* WHAT THE TASK REQUIRES:
How many lines in the rows below contain the word "framed"? Reply with the number alone.
********
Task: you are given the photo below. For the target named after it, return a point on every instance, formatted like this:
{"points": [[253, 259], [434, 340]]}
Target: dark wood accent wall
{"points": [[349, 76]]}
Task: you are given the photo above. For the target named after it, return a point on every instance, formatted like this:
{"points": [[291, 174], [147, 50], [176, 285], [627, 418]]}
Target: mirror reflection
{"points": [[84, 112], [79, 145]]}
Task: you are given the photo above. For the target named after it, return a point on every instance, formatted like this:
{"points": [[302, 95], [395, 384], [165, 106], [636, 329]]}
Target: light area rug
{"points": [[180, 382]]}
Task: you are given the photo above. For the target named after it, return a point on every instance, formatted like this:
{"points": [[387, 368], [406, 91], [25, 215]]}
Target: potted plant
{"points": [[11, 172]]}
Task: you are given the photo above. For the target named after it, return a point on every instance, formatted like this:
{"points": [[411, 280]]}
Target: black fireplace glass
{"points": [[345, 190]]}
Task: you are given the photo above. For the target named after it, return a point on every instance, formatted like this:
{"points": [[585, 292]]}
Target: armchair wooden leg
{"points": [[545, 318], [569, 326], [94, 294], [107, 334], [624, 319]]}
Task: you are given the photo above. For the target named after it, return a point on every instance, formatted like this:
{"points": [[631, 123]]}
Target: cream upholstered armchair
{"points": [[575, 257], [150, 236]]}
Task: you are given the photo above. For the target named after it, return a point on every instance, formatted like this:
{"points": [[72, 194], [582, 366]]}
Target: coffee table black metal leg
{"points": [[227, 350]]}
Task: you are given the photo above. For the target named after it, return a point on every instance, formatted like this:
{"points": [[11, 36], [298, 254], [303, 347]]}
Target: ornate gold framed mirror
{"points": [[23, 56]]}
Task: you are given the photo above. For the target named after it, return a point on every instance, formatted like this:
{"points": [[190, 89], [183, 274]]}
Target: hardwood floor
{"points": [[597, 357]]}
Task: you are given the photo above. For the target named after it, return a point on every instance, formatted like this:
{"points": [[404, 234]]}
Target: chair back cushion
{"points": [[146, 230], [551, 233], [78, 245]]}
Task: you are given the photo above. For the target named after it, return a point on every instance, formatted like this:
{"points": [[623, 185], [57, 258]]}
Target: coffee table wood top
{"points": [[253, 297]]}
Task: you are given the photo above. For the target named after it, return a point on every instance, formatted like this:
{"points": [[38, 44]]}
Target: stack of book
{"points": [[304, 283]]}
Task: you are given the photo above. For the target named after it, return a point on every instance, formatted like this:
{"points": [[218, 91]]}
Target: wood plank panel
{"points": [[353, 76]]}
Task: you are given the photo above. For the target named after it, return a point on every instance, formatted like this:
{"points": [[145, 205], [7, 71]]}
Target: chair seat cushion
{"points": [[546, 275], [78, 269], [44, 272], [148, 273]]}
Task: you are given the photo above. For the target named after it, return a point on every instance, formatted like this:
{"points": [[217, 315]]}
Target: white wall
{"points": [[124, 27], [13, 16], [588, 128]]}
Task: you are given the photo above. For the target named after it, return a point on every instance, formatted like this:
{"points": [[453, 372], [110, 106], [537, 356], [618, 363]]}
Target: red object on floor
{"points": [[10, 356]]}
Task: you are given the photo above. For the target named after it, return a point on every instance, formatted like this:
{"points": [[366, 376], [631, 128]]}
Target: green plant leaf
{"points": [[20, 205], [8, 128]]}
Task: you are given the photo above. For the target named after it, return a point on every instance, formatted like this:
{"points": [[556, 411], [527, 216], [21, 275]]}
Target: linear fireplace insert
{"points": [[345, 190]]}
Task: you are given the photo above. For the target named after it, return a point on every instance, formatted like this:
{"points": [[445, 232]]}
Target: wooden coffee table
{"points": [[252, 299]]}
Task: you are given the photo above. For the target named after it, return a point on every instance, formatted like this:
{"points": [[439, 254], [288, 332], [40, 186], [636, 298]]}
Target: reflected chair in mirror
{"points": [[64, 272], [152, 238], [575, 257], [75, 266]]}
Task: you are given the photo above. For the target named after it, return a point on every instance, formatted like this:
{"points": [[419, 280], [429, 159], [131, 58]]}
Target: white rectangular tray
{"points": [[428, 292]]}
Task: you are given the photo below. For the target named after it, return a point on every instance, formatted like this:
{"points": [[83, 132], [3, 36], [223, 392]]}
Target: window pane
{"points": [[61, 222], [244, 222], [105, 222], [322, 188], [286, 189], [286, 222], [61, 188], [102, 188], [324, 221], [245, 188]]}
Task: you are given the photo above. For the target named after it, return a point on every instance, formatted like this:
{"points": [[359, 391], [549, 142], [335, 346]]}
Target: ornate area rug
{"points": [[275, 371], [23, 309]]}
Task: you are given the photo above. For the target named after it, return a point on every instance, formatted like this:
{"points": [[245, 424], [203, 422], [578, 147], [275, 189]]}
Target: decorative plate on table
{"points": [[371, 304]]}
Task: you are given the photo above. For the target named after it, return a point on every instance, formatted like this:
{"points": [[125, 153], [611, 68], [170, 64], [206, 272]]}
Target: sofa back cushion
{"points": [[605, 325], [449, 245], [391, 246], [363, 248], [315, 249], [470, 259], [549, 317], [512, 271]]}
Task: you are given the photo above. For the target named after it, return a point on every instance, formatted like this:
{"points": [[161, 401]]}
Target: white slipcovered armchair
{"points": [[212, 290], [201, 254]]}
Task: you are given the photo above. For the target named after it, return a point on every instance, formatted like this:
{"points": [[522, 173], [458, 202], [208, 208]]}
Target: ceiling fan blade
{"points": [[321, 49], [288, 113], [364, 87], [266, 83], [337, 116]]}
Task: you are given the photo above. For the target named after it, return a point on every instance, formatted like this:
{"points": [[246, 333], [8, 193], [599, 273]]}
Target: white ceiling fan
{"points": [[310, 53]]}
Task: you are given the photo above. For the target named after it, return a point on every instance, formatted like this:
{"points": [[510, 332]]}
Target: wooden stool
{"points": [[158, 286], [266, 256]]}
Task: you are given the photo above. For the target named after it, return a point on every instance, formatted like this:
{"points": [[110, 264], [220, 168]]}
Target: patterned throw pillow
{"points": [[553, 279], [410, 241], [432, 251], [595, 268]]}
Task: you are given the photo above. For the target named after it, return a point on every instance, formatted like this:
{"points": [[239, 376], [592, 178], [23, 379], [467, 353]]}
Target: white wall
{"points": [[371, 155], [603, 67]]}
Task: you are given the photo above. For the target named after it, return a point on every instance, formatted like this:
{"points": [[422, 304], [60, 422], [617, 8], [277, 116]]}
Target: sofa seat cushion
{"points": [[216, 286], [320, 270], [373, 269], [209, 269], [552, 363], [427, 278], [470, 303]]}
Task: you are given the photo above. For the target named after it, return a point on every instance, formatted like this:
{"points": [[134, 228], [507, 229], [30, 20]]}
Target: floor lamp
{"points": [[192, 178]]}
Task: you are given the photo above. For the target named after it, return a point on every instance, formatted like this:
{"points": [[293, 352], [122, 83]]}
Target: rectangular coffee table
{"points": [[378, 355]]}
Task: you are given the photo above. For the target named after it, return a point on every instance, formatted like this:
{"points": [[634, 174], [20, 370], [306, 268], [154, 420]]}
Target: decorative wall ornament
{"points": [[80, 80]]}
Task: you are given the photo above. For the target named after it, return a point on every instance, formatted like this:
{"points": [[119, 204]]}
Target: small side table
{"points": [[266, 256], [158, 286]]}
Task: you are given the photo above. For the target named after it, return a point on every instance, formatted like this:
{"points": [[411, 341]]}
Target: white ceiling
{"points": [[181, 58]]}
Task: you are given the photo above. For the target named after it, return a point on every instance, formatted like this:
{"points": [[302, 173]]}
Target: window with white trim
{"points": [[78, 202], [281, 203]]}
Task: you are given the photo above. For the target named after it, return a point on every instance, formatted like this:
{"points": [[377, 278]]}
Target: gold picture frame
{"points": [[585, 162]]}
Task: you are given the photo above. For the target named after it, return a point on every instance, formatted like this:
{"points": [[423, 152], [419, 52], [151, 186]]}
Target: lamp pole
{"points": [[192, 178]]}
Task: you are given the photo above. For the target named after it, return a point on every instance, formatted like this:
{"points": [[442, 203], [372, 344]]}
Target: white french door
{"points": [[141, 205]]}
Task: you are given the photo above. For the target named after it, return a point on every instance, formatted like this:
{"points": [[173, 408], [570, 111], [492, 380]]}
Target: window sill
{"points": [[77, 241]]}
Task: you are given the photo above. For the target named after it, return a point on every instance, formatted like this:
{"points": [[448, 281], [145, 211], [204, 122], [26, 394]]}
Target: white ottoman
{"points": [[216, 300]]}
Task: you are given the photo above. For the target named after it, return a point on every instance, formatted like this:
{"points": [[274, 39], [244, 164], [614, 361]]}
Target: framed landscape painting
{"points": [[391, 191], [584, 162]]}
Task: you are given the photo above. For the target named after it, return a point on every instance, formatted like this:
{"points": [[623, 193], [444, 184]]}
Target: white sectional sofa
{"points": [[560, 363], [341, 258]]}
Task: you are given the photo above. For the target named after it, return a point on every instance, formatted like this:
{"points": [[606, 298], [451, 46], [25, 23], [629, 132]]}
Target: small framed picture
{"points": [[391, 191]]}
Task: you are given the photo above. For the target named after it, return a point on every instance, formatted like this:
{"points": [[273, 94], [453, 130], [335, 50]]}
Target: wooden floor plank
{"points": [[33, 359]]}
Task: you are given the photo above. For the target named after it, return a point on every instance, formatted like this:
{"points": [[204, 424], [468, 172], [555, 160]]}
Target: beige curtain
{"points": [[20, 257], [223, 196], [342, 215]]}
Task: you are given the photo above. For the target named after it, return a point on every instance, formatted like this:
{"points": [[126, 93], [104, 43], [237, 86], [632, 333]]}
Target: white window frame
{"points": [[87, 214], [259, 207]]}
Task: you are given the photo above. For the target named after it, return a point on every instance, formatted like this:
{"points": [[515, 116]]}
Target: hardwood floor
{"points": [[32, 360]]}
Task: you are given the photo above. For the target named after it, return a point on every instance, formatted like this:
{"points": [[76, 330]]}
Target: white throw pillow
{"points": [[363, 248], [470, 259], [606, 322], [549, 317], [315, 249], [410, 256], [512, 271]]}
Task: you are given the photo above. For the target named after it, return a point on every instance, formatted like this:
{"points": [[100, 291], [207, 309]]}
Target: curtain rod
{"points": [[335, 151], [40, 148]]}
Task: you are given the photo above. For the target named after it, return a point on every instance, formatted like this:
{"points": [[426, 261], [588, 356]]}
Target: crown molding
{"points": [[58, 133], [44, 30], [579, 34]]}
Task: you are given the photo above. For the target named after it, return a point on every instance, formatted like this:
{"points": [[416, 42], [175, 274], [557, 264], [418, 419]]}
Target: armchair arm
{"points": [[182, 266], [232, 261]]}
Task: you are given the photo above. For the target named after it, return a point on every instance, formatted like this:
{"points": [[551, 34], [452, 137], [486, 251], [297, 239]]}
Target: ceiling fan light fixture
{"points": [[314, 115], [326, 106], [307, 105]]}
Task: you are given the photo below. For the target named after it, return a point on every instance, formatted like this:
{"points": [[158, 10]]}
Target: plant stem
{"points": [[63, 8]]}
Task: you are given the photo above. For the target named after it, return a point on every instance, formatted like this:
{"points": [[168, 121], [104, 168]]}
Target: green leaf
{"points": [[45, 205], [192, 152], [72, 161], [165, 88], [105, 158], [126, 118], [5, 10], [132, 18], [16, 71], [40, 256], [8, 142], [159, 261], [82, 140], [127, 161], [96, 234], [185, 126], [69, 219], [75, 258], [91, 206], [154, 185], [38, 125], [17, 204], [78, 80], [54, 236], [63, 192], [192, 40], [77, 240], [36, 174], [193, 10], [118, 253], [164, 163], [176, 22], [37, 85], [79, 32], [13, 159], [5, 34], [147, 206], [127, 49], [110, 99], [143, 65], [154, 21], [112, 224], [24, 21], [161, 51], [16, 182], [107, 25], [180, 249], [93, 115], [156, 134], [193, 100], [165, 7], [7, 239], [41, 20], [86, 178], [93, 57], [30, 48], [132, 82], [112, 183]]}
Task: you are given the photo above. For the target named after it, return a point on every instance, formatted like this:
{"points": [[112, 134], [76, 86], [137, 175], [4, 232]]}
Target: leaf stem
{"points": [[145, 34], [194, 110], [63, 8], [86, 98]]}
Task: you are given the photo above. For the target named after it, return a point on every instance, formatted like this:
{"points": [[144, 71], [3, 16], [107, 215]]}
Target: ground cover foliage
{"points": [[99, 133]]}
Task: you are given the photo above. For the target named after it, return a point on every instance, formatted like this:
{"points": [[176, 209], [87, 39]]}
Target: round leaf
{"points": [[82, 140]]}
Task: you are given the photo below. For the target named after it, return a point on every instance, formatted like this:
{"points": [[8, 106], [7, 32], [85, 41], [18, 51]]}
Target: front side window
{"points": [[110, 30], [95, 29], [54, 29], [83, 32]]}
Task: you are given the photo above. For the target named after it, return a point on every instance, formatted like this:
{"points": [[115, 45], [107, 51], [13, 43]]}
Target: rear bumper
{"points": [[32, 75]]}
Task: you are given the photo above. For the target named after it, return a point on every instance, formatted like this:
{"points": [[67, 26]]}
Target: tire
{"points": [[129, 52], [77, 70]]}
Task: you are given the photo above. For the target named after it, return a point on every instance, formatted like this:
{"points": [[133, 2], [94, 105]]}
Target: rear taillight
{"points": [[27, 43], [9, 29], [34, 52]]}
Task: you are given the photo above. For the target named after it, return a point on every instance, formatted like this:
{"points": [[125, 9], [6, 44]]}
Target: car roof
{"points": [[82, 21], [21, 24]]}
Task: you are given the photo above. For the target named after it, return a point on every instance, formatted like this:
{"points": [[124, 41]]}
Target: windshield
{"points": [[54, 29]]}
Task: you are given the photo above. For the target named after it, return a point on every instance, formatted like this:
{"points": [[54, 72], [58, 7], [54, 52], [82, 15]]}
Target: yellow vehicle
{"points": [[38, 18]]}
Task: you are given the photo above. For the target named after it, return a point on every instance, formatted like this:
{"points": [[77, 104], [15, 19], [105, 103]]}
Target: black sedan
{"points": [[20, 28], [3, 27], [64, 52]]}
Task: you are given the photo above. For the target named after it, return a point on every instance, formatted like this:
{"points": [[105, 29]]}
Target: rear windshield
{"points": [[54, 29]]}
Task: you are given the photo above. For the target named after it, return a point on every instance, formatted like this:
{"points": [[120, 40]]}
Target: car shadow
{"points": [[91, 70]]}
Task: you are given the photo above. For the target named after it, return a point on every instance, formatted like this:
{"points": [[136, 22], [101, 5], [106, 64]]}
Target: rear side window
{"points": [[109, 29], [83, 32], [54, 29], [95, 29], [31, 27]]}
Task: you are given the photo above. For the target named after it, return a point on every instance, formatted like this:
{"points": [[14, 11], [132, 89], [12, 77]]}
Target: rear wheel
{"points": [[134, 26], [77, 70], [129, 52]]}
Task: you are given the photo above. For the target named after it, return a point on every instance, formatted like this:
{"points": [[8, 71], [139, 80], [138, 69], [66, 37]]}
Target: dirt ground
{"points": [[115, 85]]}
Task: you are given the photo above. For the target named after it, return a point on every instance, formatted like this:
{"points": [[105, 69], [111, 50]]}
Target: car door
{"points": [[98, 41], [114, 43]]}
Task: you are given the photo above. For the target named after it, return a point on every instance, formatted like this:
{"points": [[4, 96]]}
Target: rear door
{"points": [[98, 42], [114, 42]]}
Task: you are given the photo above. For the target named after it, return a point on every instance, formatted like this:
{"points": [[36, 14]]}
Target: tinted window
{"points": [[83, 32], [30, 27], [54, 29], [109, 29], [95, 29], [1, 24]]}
********
* SOLUTION TO THIS PROBLEM:
3